• GIVEN EXERCISE: Please put every line of the material below into a numbered list, leaving out blank lines.

Start of ENTRIES SHOWN

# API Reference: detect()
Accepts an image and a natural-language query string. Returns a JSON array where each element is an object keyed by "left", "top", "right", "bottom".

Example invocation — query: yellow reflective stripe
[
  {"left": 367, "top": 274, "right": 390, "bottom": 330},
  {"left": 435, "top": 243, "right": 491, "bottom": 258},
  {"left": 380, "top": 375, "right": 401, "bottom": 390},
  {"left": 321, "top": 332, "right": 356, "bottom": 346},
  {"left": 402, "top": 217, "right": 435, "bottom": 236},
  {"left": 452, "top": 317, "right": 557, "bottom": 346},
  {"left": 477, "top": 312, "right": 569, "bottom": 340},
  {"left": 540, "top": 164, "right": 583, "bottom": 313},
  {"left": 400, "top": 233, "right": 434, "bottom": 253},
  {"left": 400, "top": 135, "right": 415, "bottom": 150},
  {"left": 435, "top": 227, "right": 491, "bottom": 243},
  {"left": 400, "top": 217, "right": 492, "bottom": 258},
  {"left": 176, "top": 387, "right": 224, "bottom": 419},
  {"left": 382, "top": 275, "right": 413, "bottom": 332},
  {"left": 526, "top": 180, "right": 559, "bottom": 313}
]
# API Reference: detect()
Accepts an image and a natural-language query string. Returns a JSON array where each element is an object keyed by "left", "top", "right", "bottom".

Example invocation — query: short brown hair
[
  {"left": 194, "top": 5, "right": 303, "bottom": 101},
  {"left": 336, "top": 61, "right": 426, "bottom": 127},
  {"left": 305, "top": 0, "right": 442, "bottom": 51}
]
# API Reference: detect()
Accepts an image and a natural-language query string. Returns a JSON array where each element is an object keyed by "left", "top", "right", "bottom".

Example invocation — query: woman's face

End of ENTRIES SHOWN

• SOLUTION FOR THIS PROBLEM:
1. # API Reference: detect()
2. Accepts an image and a natural-language query string. Returns a JSON array where each element is an object keyed by "left", "top", "right", "bottom".
3. Example invocation — query: yellow reflective stripe
4. [
5.   {"left": 367, "top": 274, "right": 390, "bottom": 330},
6.   {"left": 435, "top": 243, "right": 491, "bottom": 258},
7.   {"left": 380, "top": 375, "right": 401, "bottom": 390},
8.   {"left": 321, "top": 332, "right": 356, "bottom": 346},
9.   {"left": 402, "top": 217, "right": 435, "bottom": 236},
10.   {"left": 452, "top": 317, "right": 557, "bottom": 346},
11.   {"left": 477, "top": 312, "right": 569, "bottom": 340},
12.   {"left": 540, "top": 164, "right": 583, "bottom": 313},
13.   {"left": 400, "top": 233, "right": 434, "bottom": 253},
14.   {"left": 400, "top": 135, "right": 415, "bottom": 150},
15.   {"left": 435, "top": 227, "right": 491, "bottom": 243},
16.   {"left": 400, "top": 217, "right": 492, "bottom": 258},
17.   {"left": 176, "top": 387, "right": 224, "bottom": 419},
18.   {"left": 382, "top": 275, "right": 413, "bottom": 332},
19.   {"left": 526, "top": 180, "right": 559, "bottom": 313}
20. ]
21. # API Reference: detect()
22. Accepts an image and a natural-language query string. Returns a JSON array where each element is an object keyed by "left", "top", "right", "bottom".
23. Example invocation — query: short brown hair
24. [
25.   {"left": 194, "top": 5, "right": 303, "bottom": 101},
26.   {"left": 336, "top": 61, "right": 426, "bottom": 127},
27.   {"left": 305, "top": 0, "right": 442, "bottom": 51}
28. ]
29. # API Reference: detect()
30. Accepts an image and a natural-language query string. Returns a JSON array where each element is an object keyed by "left", "top", "right", "bottom".
31. Example invocation — query: woman's face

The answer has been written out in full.